GIVEN PROBLEM: Your task is to write out the complete listing exactly as it is shown.

>> START

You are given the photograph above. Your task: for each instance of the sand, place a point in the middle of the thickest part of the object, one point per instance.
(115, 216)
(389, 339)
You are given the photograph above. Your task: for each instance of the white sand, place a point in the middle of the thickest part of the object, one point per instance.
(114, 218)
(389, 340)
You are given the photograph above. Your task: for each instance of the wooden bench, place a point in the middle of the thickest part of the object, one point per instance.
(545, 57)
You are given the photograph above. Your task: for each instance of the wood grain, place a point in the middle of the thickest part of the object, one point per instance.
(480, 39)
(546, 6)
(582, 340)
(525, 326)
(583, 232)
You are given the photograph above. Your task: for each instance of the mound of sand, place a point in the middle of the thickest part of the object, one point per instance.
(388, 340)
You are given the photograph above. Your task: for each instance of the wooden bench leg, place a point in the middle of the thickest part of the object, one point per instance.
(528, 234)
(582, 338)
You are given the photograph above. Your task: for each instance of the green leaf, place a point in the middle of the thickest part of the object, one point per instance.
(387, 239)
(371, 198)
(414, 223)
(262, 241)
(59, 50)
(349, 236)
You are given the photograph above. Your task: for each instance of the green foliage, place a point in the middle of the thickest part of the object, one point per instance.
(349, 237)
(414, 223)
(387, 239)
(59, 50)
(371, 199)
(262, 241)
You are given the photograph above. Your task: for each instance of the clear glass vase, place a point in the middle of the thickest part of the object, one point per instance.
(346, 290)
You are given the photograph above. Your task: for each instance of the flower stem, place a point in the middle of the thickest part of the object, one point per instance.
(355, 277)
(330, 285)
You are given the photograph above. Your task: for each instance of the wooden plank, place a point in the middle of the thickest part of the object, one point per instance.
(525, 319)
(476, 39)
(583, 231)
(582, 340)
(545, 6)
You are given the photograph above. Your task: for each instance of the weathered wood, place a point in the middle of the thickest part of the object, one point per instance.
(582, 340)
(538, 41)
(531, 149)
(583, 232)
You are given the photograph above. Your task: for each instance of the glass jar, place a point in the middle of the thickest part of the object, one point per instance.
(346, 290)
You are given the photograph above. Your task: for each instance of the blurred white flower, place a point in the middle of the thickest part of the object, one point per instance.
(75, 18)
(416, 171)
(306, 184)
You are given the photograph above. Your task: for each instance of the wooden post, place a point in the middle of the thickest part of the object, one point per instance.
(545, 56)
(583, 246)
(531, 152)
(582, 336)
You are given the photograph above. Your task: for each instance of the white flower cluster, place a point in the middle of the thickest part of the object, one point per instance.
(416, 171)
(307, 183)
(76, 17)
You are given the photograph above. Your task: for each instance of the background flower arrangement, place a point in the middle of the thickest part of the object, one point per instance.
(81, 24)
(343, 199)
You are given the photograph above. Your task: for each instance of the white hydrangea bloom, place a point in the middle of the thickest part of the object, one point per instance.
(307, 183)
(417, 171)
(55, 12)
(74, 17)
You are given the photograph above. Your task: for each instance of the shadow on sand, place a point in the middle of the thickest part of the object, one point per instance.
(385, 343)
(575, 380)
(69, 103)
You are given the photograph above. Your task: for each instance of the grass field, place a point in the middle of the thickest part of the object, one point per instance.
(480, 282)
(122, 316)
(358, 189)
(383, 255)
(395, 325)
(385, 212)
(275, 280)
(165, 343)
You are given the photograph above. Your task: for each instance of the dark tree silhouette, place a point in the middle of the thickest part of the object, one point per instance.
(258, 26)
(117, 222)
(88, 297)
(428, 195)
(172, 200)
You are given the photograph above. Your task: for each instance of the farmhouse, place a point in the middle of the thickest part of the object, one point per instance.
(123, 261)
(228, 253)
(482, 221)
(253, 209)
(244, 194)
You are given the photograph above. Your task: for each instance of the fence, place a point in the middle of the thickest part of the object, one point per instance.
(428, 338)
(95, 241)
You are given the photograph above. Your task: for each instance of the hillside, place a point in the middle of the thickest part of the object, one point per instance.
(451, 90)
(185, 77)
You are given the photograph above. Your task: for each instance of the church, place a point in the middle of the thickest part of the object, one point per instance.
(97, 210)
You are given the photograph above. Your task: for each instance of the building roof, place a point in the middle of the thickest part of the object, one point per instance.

>> END

TASK ANSWER:
You are given the photograph above. Your task: for each instance of the sand, place a point in the middle of the thickest part of the object, one point per instance.
(115, 216)
(389, 339)
You are given the photograph above. Your task: for each instance of the white sand, place a point in the middle of the thickest part of the object, one point per instance.
(114, 218)
(389, 340)
You are given the photograph above. Your task: for each instance of the wooden bench, place a point in the middle of the thickest part of the object, one point per instance.
(545, 57)
You are given the photograph above. Your task: for each instance of the wood grain, place a point in the middle of the thickest part of the object, one point per instance.
(480, 39)
(546, 6)
(582, 340)
(525, 326)
(583, 232)
You are given the photograph above. Your task: for each instance of the mound of sand, place a point in the middle of the thickest part of the object, one point per instance.
(388, 340)
You are given the photograph above. Your task: for each instance of the wooden bench leg, place a point in the middle of the thickest part of the object, one point per instance.
(528, 234)
(582, 338)
You are given the photograph above. Your task: for each instance of the green leaf, place a point in the middle of the thickest part of the object, one point per instance.
(387, 239)
(371, 198)
(414, 223)
(262, 241)
(59, 50)
(349, 236)
You are given the photograph above. Your task: for each instance of the green foliage, place a point in the middle of the thickest part of the object, one point per instance.
(349, 237)
(414, 223)
(387, 239)
(59, 50)
(371, 199)
(262, 241)
You are given the photograph above. Your task: for each instance of the clear glass vase, place a point in the middle of the thickest part of the object, one point per instance.
(346, 290)
You are given the photograph above. Your task: for each instance of the flower stem, place a point in the middle of the thickest part of the object, one point per instance.
(355, 277)
(330, 285)
You are given the photograph above. Your task: for each instance of the wooden plank, place a point in the middle of the thickest part of the object, one point per instance.
(525, 319)
(476, 39)
(583, 231)
(582, 340)
(545, 6)
You are given the photograph above. Your task: for each instance of the weathered wood, place a point in the middle of the thickest part of the object, one point per instance.
(582, 340)
(538, 41)
(531, 149)
(583, 232)
You are given the photograph above. Your task: for each instance of the glass jar, place a point in the middle of the thickest part of the object, one point per instance.
(346, 290)
You are given the photograph above. Your task: for each instance of the blurred white flower, place a point in the middle of the thickest part of the object, one point per instance.
(75, 18)
(416, 171)
(306, 184)
You are given the photograph above. Your task: for each instance of the wooden post, place a point in the middle of the thickest part of the object, one point per instance.
(545, 56)
(583, 246)
(531, 152)
(582, 336)
You are given the photograph above. Your task: for each instance of the white flower cluster, place a point in the middle of the thickest part of the object, one point per instance.
(416, 171)
(307, 183)
(76, 17)
You are given the photograph above. Your task: for each instance of the background flower arrangement, place a point in the middle of the thickest part of the object, one point per instance.
(81, 24)
(343, 199)
You are given the photograph above. Your task: for each instance of the white hydrangea bloom, place a point in the middle of the thickest part of the object, one point per instance.
(307, 183)
(417, 171)
(55, 12)
(74, 17)
You are given the photograph above. Your task: for each instance of the shadow on sand, place a point in the middle of the thickest part of the object, one point per instance.
(385, 343)
(575, 380)
(69, 103)
You are given the photograph above. Your task: for each instance of the grass field, place a point in the middle of the thickest part of the object, one point per instance.
(480, 282)
(122, 316)
(358, 189)
(383, 255)
(395, 325)
(385, 212)
(275, 280)
(165, 343)
You are given the photograph above. Your task: for each instance of the dark tree silhouette, place a point in the middle of the thickest part of the object, one point per instance.
(258, 26)
(117, 222)
(88, 297)
(428, 195)
(172, 200)
You are given the photograph above. Your task: for each instance of the farmhouse, place a point in the middle of the thickest part of the object, one point per instance.
(123, 261)
(228, 253)
(482, 221)
(253, 209)
(244, 194)
You are given the photograph above. Your task: for each instance of the fence, place a point in the middle of the thickest part of the object, one point per instance.
(428, 338)
(95, 241)
You are given the photograph above. Your task: for each instance of the hillside, place a point in the middle of the thickest part of the object, one point per instance.
(451, 90)
(185, 77)
You are given the photograph above. Your task: for each instance of the church, place a point in the middle of the thickest part of the object, one point per instance.
(97, 210)
You are given the photograph above. Your task: for each instance of the building roof, place a point in the middle of the thickest part of the object, one point per instance.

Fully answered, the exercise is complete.